▶ _AIM OF THE EXERCISE_:
Rescale the material below from the line holding "# mark the region of every instance of the pebble" through the end, inclusive: write those lines out again, requests included, with every polygon coordinate in the answers multiplied by 0.25 and rounded to a whole number, halves rounded up. Leave everything else unchanged.

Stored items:
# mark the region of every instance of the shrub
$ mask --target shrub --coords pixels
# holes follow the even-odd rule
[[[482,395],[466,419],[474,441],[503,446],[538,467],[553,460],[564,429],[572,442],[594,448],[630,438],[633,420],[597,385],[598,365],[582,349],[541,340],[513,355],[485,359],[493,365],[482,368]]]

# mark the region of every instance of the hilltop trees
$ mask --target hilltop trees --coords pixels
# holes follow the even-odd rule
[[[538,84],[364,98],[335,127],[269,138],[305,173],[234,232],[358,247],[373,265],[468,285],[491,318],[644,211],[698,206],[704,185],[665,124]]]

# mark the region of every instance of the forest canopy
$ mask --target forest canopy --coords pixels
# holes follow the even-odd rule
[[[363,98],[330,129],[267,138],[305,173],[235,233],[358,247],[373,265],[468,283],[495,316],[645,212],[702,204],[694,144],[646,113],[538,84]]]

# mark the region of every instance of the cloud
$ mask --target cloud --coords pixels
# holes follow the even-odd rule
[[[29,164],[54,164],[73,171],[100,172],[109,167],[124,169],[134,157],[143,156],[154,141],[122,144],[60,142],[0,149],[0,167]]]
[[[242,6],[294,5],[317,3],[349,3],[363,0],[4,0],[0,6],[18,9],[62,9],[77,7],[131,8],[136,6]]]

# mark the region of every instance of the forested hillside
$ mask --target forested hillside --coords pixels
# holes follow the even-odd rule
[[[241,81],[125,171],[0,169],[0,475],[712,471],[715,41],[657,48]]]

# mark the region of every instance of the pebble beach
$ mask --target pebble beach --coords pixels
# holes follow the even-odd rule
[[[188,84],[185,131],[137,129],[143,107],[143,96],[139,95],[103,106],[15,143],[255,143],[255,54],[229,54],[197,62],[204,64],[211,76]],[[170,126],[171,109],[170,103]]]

▶ _REPLY_:
# mark the region of every instance of the pebble beach
$ mask --target pebble beach --coords pixels
# holes follow the even-odd rule
[[[47,21],[46,33],[34,32],[36,27],[36,24],[35,24],[26,27],[4,36],[64,36],[64,14],[57,14],[49,16],[51,16],[53,19]],[[43,32],[43,27],[43,26]]]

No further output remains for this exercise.